_What the task requires_
Each entry must appear in the answer exactly as written.

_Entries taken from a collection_
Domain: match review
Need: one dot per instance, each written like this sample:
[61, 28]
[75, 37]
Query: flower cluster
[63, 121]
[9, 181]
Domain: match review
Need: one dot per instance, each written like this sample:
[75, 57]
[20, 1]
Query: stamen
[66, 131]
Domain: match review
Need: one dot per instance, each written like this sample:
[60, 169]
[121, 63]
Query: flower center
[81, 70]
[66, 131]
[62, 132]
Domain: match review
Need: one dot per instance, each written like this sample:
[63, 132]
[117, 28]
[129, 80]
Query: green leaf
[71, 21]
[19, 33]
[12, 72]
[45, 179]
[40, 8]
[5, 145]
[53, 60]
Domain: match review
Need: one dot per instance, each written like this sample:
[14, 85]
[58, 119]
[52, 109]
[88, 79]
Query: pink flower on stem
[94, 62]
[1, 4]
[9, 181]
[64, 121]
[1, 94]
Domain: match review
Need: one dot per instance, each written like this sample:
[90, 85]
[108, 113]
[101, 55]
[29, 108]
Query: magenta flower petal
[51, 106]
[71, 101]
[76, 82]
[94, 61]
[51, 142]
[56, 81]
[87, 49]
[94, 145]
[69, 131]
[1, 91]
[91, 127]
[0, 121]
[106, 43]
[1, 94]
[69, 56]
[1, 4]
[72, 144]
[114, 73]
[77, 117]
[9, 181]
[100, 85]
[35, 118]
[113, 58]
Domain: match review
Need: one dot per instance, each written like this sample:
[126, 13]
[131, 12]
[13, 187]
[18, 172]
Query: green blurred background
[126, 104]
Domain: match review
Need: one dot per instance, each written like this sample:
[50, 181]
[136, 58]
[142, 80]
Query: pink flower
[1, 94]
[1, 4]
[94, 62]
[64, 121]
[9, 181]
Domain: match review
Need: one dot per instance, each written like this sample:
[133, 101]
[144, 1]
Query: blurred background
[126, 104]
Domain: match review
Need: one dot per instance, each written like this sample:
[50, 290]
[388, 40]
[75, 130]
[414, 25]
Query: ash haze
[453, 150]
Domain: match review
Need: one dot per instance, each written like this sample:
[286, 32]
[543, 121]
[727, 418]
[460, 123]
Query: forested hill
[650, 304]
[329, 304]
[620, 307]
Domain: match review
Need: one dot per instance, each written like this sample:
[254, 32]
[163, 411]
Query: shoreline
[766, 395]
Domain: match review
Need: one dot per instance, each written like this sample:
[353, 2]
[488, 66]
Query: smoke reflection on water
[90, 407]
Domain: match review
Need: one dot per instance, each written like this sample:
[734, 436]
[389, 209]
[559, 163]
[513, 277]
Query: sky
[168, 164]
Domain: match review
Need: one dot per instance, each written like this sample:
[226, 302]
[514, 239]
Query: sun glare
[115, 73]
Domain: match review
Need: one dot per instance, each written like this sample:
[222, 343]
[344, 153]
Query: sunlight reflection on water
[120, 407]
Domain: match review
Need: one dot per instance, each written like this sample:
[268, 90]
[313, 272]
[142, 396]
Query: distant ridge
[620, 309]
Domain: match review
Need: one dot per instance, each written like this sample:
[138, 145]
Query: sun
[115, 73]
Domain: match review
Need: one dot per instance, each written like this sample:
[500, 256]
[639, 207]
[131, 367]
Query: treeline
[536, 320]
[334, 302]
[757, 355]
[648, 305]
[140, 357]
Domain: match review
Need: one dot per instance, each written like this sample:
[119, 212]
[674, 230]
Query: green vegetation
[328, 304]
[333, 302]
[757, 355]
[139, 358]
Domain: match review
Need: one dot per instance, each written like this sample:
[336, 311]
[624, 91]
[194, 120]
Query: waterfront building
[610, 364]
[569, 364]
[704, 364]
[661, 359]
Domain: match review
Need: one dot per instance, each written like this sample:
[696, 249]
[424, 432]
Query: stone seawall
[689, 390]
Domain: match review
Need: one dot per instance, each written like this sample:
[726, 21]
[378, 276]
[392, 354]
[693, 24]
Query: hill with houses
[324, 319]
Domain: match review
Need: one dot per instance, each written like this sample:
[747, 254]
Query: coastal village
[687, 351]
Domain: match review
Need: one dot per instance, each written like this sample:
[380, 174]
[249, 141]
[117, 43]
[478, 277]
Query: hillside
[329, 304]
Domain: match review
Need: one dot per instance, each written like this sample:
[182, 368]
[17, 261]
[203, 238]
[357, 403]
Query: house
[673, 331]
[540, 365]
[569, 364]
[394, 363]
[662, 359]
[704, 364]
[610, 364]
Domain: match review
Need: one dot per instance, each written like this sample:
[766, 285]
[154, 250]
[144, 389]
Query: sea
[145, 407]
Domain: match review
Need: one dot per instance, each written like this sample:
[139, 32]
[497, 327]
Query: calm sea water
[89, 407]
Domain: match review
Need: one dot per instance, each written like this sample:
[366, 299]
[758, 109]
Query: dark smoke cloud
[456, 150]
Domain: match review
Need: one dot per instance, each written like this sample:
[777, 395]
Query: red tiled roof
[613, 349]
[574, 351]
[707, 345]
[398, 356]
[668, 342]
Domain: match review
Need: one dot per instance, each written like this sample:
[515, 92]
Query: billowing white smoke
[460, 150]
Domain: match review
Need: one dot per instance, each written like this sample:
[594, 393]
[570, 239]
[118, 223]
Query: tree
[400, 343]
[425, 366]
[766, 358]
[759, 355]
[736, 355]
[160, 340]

_Task answer_
Domain: match review
Need: one dot per instance, each written like this sample:
[61, 28]
[75, 37]
Query: flower cluster
[63, 121]
[9, 181]
Domain: match review
Need: one dot per instance, each written like this sample:
[75, 57]
[20, 1]
Query: stamen
[66, 131]
Domain: match review
Need: one dot per instance, each written like this sample:
[60, 169]
[121, 63]
Query: flower center
[81, 70]
[66, 131]
[62, 132]
Domain: match review
Need: one dot per instance, each written like this sample:
[63, 132]
[117, 28]
[129, 80]
Query: green leaf
[71, 21]
[19, 33]
[12, 72]
[45, 179]
[40, 8]
[5, 145]
[53, 60]
Domain: match review
Need: one dot per instance, each written like this sample:
[14, 85]
[58, 119]
[52, 109]
[88, 79]
Query: pink flower on stem
[94, 62]
[1, 4]
[9, 181]
[64, 121]
[1, 94]
Domain: match review
Need: one dot per instance, each written like this sample:
[90, 85]
[108, 113]
[101, 55]
[29, 108]
Query: magenta flower petal
[51, 106]
[71, 101]
[76, 82]
[94, 61]
[51, 142]
[56, 81]
[87, 49]
[94, 145]
[69, 131]
[1, 91]
[91, 127]
[0, 121]
[106, 43]
[1, 94]
[69, 56]
[1, 4]
[72, 144]
[114, 73]
[77, 117]
[9, 181]
[100, 85]
[35, 118]
[113, 58]
Domain: match review
Need: one dot per instance, each written like this sample:
[126, 13]
[131, 12]
[13, 187]
[18, 172]
Query: green blurred background
[126, 104]
Domain: match review
Need: one dot per instance, each written like this sample:
[50, 181]
[136, 58]
[142, 80]
Query: pink flower
[1, 94]
[1, 4]
[94, 62]
[64, 121]
[9, 181]
Domain: match review
Need: one dot per instance, each written like this sample:
[133, 101]
[144, 1]
Query: blurred background
[126, 104]
Domain: match review
Need: one dot per instance, each written like this sample:
[50, 290]
[388, 40]
[75, 130]
[414, 25]
Query: ash haze
[453, 150]
Domain: match review
Need: one dot per instance, each written like this sample:
[286, 32]
[543, 121]
[727, 418]
[460, 123]
Query: forested hill
[650, 304]
[329, 304]
[620, 307]
Domain: match review
Need: one dot per instance, each written like this sample:
[254, 32]
[163, 411]
Query: shoreline
[766, 395]
Domain: match review
Need: one dot per instance, each written like this sample:
[353, 2]
[488, 66]
Query: smoke reflection on water
[90, 407]
Domain: match review
Need: one dot per instance, each written like this sample:
[734, 436]
[389, 209]
[559, 163]
[513, 277]
Query: sky
[168, 164]
Domain: match review
Need: one dot per instance, each written like this sample:
[226, 302]
[514, 239]
Query: sun glare
[115, 73]
Domain: match review
Need: one dot per instance, each written like this sample:
[222, 343]
[344, 153]
Query: sunlight reflection on water
[120, 407]
Domain: match review
Need: one dot per instance, each written like this sample:
[268, 90]
[313, 272]
[142, 396]
Query: distant ridge
[620, 309]
Domain: match review
Need: one dot per instance, each written like this sample:
[138, 145]
Query: sun
[115, 73]
Domain: match review
Need: one dot per instance, each written like this sample:
[500, 256]
[639, 207]
[131, 367]
Query: treeline
[536, 320]
[334, 302]
[757, 355]
[648, 305]
[140, 357]
Domain: match review
Need: one dot per instance, each written like this sample:
[119, 212]
[674, 230]
Query: green vegetation
[328, 304]
[333, 302]
[757, 355]
[139, 358]
Domain: match review
Need: one dot per instance, each written like this sample:
[336, 311]
[624, 91]
[194, 120]
Query: waterfront building
[610, 364]
[569, 364]
[704, 364]
[661, 359]
Domain: match review
Need: one dot per instance, each written like this sample:
[696, 249]
[424, 432]
Query: stone seawall
[689, 390]
Domain: match review
Need: one dot per instance, each written like this sample:
[726, 21]
[378, 276]
[392, 354]
[693, 24]
Query: hill with houses
[324, 319]
Domain: match review
Need: one dot per instance, each written like this sample:
[747, 254]
Query: coastal village
[687, 351]
Domain: match review
Need: one dot per instance, each written like this sample:
[380, 174]
[249, 141]
[117, 43]
[478, 277]
Query: hillside
[329, 304]
Domain: match review
Need: one dot per instance, each written like this sample:
[182, 368]
[17, 261]
[203, 238]
[357, 403]
Query: house
[673, 331]
[540, 365]
[569, 364]
[394, 363]
[662, 359]
[704, 364]
[610, 364]
Domain: match review
Need: one dot per instance, each written like this sample:
[766, 285]
[154, 250]
[144, 389]
Query: sea
[145, 407]
Domain: match review
Need: one dot per instance, each written like this sample:
[139, 32]
[497, 327]
Query: calm sea water
[89, 407]
Domain: match review
Need: one dot per instance, each written like this sample:
[366, 299]
[758, 109]
Query: dark smoke cloud
[456, 150]
Domain: match review
Need: one dot per instance, each written like this sample:
[777, 395]
Query: red tiled roof
[613, 349]
[574, 351]
[707, 345]
[398, 356]
[668, 342]
Domain: match review
Need: one dot per instance, each written like this sample:
[515, 92]
Query: billowing white smoke
[460, 150]
Domain: match review
Need: one dot per instance, each written like this sample:
[594, 393]
[570, 239]
[118, 223]
Query: tree
[400, 343]
[425, 366]
[766, 358]
[759, 355]
[736, 355]
[160, 340]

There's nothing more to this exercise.